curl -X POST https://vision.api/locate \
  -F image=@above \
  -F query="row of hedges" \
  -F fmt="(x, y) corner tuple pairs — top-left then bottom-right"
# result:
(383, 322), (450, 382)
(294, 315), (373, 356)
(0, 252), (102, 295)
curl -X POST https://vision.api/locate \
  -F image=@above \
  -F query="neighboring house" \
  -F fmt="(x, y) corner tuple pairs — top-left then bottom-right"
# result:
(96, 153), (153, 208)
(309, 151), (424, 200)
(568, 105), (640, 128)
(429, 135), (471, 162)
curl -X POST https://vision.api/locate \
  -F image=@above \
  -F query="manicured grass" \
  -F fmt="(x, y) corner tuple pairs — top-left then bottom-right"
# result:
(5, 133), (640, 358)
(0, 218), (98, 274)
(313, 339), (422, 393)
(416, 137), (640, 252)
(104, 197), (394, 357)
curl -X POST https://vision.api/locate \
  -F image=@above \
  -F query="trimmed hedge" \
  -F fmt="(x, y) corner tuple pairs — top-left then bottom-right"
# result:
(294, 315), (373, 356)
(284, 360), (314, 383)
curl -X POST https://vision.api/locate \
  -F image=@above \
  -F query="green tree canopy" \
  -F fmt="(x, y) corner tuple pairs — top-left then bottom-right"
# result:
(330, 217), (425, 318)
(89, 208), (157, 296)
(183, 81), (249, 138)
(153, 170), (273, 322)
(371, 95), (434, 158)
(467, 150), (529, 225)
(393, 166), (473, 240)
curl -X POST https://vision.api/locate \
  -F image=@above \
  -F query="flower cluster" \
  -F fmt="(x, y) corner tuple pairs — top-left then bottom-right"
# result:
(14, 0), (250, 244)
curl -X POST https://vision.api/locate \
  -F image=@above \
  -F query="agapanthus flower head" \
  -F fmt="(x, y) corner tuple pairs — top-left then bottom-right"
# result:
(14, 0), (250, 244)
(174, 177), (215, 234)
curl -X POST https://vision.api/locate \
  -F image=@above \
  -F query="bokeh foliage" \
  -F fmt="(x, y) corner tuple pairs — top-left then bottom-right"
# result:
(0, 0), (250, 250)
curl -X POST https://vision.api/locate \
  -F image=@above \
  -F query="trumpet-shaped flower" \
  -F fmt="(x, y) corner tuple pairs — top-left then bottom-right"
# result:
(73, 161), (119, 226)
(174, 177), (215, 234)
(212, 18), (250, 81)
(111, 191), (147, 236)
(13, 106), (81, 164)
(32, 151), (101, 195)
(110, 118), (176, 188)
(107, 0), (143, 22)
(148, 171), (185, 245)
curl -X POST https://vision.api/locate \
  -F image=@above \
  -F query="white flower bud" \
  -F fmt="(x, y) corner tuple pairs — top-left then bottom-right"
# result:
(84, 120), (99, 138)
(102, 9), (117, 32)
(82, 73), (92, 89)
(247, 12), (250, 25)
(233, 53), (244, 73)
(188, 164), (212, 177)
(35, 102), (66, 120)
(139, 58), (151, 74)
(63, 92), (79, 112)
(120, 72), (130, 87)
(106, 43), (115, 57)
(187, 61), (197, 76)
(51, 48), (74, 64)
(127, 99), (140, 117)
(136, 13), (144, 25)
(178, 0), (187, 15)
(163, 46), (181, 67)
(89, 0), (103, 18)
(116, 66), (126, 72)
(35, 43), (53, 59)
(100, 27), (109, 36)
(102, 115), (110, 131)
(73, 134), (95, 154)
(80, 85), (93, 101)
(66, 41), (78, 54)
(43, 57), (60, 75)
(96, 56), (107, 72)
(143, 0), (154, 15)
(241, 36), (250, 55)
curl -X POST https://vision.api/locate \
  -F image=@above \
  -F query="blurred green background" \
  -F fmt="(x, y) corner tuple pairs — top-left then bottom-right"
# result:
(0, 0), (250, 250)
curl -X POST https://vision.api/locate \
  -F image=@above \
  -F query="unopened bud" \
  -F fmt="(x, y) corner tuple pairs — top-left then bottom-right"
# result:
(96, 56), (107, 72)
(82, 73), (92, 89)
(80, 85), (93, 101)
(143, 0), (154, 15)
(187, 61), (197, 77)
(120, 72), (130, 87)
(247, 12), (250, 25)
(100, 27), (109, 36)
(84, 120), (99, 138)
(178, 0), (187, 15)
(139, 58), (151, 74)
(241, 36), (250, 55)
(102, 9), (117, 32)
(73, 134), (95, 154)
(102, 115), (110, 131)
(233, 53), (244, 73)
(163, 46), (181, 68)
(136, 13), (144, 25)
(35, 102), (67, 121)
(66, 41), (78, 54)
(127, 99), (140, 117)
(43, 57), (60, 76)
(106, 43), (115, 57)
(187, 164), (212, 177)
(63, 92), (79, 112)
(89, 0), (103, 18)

* GIVEN PROBLEM
Copy each line of the data above that contains the string "green", matching its case exactly.

* RESULT FOR THIS TASK
  -F query="green tree canopy" \
  -F query="blurred green background" \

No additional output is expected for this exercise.